» Records from a dataset:
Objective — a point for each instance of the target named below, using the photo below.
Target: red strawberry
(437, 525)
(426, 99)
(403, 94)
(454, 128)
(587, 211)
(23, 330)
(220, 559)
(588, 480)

» EXERCISE BRIEF:
Each line of the data is to be output exactly, with none skipped.

» SOLUTION TO THIS EXERCISE:
Objective — a point for each instance of the target named below, using the photo below.
Target: red strawberry
(437, 525)
(426, 99)
(403, 94)
(454, 128)
(587, 211)
(23, 330)
(220, 559)
(588, 480)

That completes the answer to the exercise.